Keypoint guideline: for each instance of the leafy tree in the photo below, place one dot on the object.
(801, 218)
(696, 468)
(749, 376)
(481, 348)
· · · · · · ·
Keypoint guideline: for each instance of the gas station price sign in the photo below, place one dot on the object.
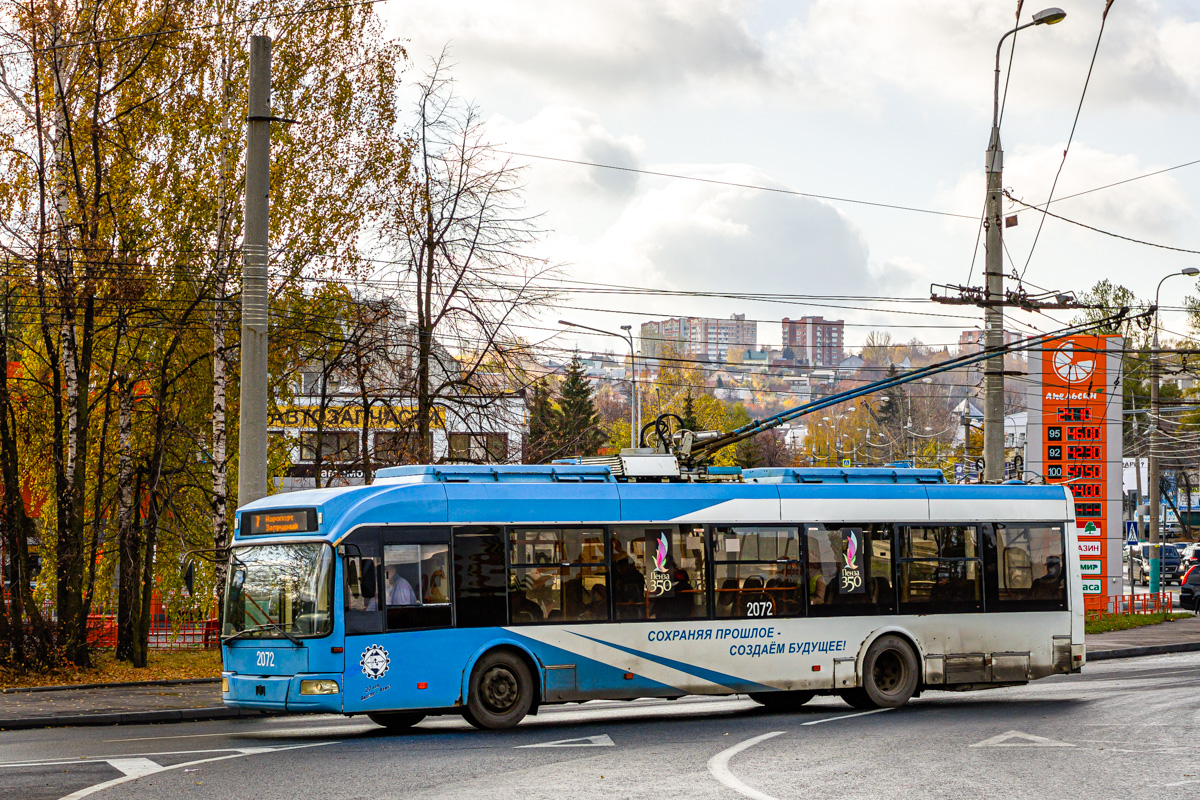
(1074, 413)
· · · · · · ·
Written exercise →
Reproduce everything above from the line containing "Keypoint guideline: for each instance of the gas" down to the line containing "(1074, 413)", with both of those lines included and the pictures left out.

Written answer →
Keypoint guideline: for each instance of the gas station price sign in the photo below, place one dot on the object.
(1074, 413)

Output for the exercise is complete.